**THE PROBLEM**:
Print the data exactly as it is given, please.

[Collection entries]
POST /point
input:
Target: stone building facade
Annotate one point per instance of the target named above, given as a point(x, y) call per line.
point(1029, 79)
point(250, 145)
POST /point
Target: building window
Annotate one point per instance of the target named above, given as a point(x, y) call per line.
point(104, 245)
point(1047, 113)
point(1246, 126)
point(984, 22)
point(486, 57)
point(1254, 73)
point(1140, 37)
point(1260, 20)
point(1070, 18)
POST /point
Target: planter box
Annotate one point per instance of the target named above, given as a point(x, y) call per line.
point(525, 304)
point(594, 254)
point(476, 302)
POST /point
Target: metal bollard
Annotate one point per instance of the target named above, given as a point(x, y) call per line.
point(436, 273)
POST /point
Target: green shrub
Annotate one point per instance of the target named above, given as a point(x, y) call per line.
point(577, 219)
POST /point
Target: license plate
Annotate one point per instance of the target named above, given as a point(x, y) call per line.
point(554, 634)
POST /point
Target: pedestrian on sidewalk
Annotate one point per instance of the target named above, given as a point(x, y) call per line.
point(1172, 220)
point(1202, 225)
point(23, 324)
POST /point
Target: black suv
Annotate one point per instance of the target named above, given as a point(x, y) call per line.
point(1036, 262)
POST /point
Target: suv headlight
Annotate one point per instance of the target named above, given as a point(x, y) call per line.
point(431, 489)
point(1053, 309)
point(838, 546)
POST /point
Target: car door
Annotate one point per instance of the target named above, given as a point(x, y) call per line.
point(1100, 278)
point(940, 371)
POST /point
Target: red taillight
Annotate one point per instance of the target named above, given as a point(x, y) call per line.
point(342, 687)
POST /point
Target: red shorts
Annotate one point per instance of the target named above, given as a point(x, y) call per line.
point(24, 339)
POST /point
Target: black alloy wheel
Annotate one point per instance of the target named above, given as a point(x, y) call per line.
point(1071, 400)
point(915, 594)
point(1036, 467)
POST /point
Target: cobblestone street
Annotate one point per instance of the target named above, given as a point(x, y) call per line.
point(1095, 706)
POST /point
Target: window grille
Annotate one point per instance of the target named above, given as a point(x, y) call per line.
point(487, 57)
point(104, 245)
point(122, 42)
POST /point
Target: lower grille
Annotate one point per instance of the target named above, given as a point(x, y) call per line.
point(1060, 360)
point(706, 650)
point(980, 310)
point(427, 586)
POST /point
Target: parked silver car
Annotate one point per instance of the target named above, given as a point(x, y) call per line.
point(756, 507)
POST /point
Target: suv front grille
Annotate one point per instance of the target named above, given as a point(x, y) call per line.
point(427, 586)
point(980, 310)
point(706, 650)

**ANSWER SECTION**:
POST /point
input:
Target: stone building facade
Annotate one point per instance of the target named above, given as a point(x, y) call per line.
point(1029, 79)
point(250, 145)
POST /point
Target: building window
Annotate one point per instance of the target named above, given as a point(x, y) call per line.
point(104, 245)
point(1047, 113)
point(1246, 126)
point(984, 22)
point(486, 57)
point(1254, 73)
point(1140, 37)
point(1260, 20)
point(1070, 18)
POST /point
Target: planter box
Annotate one point per instance of the target named above, given as a point(x, y) call per line.
point(525, 304)
point(594, 254)
point(476, 302)
POST /point
Target: metal bollard
Annotate one point per instance of the target named above, given as a point(x, y) call per line.
point(436, 273)
POST /point
Target: green shrub
Annotate one point per instance of the target named above, given as a point(x, y) call per line.
point(577, 219)
POST /point
Target: license plate
Annotate one point per instance of the target named above, given as a point(x, y) call per line.
point(554, 634)
POST /point
Target: pedestrian on sidewalk
Annotate one point per instance of the target named above, given as a point(x, y) call per line.
point(1172, 220)
point(1202, 225)
point(23, 324)
POST /point
Target: black suv
Annotate one point per instance of the target named above, given as a point(x, y) call per line.
point(1036, 262)
POST /point
Target: suv headlight
Annotate one point per instance of the target named above, given as a point(x, y) call per line.
point(431, 489)
point(1053, 309)
point(838, 546)
POST /point
Target: car door
Annotate one point per instance of the target named above, given as a point(x, y) call per line.
point(1100, 278)
point(940, 371)
POST /point
Target: red taillight
Annotate one point per instance of the target named above, given as a point(x, y) call per line.
point(342, 687)
POST /point
Target: red shorts
Annotate one point per instance of the target named above, given as a point(x, y) call per line.
point(24, 339)
POST /point
Target: black alloy wheel
Annotate one point per instance of the target named above, given as a point(x, y) call per line.
point(1071, 400)
point(915, 594)
point(1036, 467)
POST /point
Target: cobblestone street
Annotate one point per instance of the target named above, given as a point(x, y) call per line.
point(1095, 706)
POST /point
Target: window grille
Annotate one point per instance of the target named above, given as a point(x, y) call per line.
point(487, 57)
point(104, 245)
point(122, 42)
POST /point
Target: lower grille
Annotate one point per instance of the target named above, given as a point(x, y) call per line.
point(1060, 360)
point(706, 650)
point(980, 310)
point(427, 586)
POST /point
Target: parked silver car
Annotate one point per instance of the target named above, given as a point(x, y) call per line.
point(756, 507)
POST /point
Target: suv front grille
Annotate one point per instance of the target named above, given as a point(x, y) call per line.
point(427, 586)
point(980, 310)
point(706, 650)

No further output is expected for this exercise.